*Yapılacak iş*. İslam'ın kadına verdiği değeri anlatan yazıyı, son cümlesinin ardından aynı üslupla sürdürün.

İSLAMSIZ SAADET OLMAZ
Batı’dan ithal ettiğimiz her zehrin, şifa yaftası ile sunulmasına kesinlikle razı olamayız. Bu necip milletimizin ne kadınının ne de erkeğinin konumuna her şeyi cinsellikle açıklama eğiliminde olan Freud zihniyetli kişi ya da kurumların plan ve projeleri yön verebilir. Oysa, bugün ülkemizi yönetenler çok iyi bilir ki; merhum liderimiz Erbakan’ın deyimi ile “İslamsız saadet olmaz.” “Cennet annelerin ayağı altındadır.” diyen dinimiz kadına hak etmiş olduğu değeri vermiştir. İslamiyet’in ilk şehidi bir kadındır. İlk Müslüman bir kadındır. Peygamberimizin soyu kızından devam eder. Hz. Ebubekir’in kitap haline getirdiği dünyadaki tek Kur’an-ı Kerim, 3 halife döneminde de bir kadının yanında kalmıştır. O dönemde ise Hristiyanlar bir kadının İncil’e dokunup dokunamayacağını tartışıyorlardı. Kutsal kitabımızda Nisa (Kadınlar), Müntehine (İmtihan edilen kadın), Mücadele (Mücadele eden kadın), Meryem (Hz. İsa’nın annesi)… gibi sure isimleri vardır.

*Ham malzeme*.
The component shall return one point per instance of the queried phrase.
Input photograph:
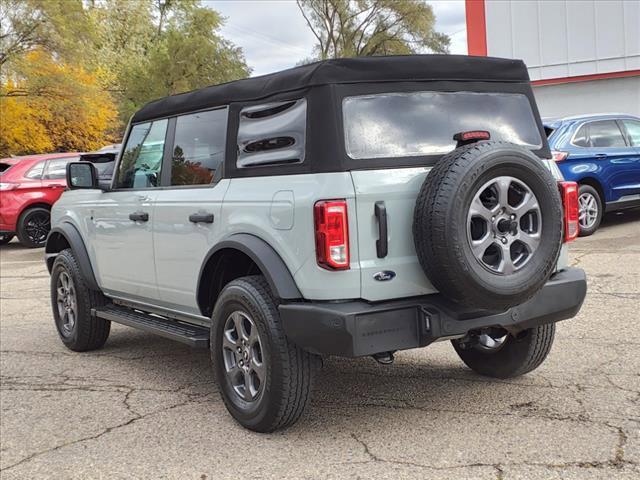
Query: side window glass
(633, 129)
(199, 146)
(581, 139)
(272, 133)
(57, 169)
(605, 134)
(36, 171)
(142, 156)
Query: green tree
(352, 28)
(188, 53)
(123, 51)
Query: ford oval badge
(384, 276)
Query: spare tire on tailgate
(488, 225)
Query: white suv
(348, 207)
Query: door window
(198, 148)
(606, 134)
(142, 156)
(57, 169)
(633, 129)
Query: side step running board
(193, 335)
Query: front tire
(265, 380)
(33, 227)
(590, 210)
(72, 301)
(511, 357)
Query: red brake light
(569, 193)
(472, 135)
(559, 156)
(332, 234)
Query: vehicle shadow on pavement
(621, 217)
(420, 380)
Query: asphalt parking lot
(144, 407)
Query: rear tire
(279, 377)
(518, 355)
(588, 200)
(33, 227)
(72, 301)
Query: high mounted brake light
(569, 194)
(332, 234)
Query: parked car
(602, 154)
(29, 186)
(349, 207)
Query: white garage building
(583, 55)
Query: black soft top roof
(343, 70)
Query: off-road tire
(519, 355)
(21, 227)
(440, 225)
(289, 369)
(585, 232)
(90, 333)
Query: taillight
(559, 156)
(332, 234)
(569, 193)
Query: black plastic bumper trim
(358, 328)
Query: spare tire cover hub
(504, 224)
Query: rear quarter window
(272, 134)
(424, 123)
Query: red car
(29, 186)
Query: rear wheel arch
(241, 255)
(595, 184)
(63, 236)
(35, 205)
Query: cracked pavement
(144, 407)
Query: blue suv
(602, 154)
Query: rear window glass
(424, 123)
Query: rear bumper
(357, 328)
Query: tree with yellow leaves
(53, 106)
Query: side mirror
(82, 175)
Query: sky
(274, 36)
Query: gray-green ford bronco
(348, 207)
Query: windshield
(424, 123)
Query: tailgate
(398, 189)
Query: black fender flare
(265, 257)
(74, 239)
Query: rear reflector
(472, 135)
(559, 156)
(569, 194)
(332, 234)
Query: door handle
(139, 217)
(201, 217)
(382, 244)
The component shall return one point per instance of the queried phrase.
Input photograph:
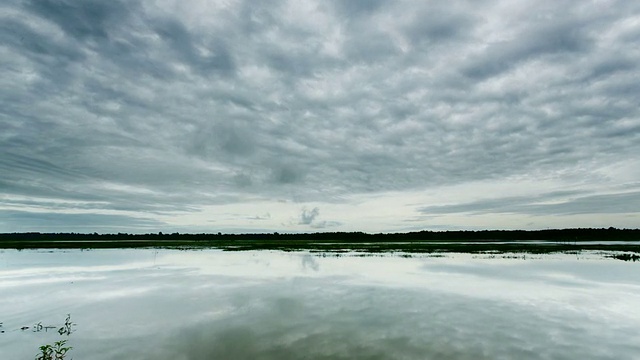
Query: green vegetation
(58, 350)
(540, 241)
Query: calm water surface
(166, 304)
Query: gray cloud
(186, 107)
(307, 216)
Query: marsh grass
(59, 349)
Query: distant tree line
(563, 235)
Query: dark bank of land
(536, 241)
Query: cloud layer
(199, 115)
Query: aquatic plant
(58, 350)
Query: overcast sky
(299, 116)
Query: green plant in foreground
(58, 350)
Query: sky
(305, 116)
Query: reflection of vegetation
(486, 241)
(58, 350)
(626, 257)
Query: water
(170, 304)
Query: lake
(212, 304)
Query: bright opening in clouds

*Görevin çıktısı*.
Kadınlara her durumda ikram edilmesi ilahi mesajla bildirilmiş, ayrıca insanlığın son peygamberi, “yetim hakkının ve kadın hakkının çiğnenmesinden sakındırırım” diyerek, “inananlar arasında en hayırlı olanınız, ailesine en hayırlı olandır” sözü ile son noktayı koymuştur.
Kur’an prensiplerinin, geçmiş tüm toplum prensiplerinden ileri olduğunu belirten Fransız düşünür Roger Garaudy, buna karşın, Batılı kadının, mal ve mülkte tasarruf sahibi olma hakkı, boşanma hakkı da dâhil birçok temel hak ve özgürlüğünü ancak 1300 sene sonra elde edebildiğini söylemiştir. Çağdaş Fransız düşünür Marsile Poizer ise “Avrupalı Hıristiyanlar’a kadına saygı göstermeyi öğreten, İspanya - Endülüs Medeniyeti yoluyla Müslümanlardır.” demiş ve Kur'an'a göre kadınla erkeğin aynı cevherden yaratıldığını, -Kitab-ı Mukaddes'in Tekvin Bölümü'nün ileri sürdüğü gibi- kadının erkeği günaha sevk ettiği inancını asla barındırmadığını, Kur'an'ın ve Hz. Muhammed'in öğretilerinin, kadın haklarının en başta gelen savunucusu olduğunu ispat ettiğini belirtmiştir. Bunlar sadece birkaç örnektir, daha böyle yüzlerce örnek verilebilir.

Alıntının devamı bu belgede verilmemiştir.